Rows from a box labeling dataset
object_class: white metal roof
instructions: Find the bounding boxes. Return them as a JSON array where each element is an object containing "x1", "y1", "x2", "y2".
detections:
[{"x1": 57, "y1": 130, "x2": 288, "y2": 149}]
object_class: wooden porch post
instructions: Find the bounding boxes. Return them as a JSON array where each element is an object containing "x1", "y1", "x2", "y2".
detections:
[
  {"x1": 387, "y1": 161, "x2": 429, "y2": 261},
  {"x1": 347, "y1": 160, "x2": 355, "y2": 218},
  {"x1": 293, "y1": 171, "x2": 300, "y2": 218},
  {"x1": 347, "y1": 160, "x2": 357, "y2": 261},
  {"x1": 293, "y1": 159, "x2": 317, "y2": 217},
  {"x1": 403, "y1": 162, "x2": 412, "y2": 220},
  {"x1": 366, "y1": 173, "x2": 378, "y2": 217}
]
* * *
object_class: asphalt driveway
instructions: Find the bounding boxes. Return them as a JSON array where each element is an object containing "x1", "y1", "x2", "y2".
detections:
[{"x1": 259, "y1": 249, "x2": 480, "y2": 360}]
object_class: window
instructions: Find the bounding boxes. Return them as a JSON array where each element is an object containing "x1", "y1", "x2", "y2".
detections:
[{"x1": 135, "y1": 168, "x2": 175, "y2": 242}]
==
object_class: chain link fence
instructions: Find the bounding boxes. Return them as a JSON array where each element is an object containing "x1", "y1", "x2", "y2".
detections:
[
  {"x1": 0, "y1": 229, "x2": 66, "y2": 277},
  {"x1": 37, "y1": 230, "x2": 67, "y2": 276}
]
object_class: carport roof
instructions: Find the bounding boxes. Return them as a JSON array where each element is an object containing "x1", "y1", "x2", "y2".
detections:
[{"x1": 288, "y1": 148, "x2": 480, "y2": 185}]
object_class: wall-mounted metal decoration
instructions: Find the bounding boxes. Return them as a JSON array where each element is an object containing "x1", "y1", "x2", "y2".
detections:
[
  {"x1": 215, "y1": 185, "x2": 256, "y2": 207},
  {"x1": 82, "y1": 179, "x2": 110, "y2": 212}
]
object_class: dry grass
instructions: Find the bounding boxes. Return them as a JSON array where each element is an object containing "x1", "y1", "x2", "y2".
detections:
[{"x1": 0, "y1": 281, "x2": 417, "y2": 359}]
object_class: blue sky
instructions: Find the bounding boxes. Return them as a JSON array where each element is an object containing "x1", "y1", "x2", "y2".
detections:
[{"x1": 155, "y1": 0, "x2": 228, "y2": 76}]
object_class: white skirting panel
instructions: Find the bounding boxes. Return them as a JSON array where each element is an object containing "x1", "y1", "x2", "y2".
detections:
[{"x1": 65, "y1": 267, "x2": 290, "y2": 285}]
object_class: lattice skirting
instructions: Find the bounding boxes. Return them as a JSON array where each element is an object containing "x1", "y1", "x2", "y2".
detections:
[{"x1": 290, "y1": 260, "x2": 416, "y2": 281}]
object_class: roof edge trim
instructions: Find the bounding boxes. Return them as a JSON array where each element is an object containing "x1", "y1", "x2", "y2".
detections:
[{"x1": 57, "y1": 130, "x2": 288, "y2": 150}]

▶ **TASK INSTRUCTIONS**: Pick out each line in the rows above that contains the word "metal", and copy those lines.

▶ **ANSWER TO THE EXERCISE**:
object_class: white metal roof
object_class: wall-mounted metal decoration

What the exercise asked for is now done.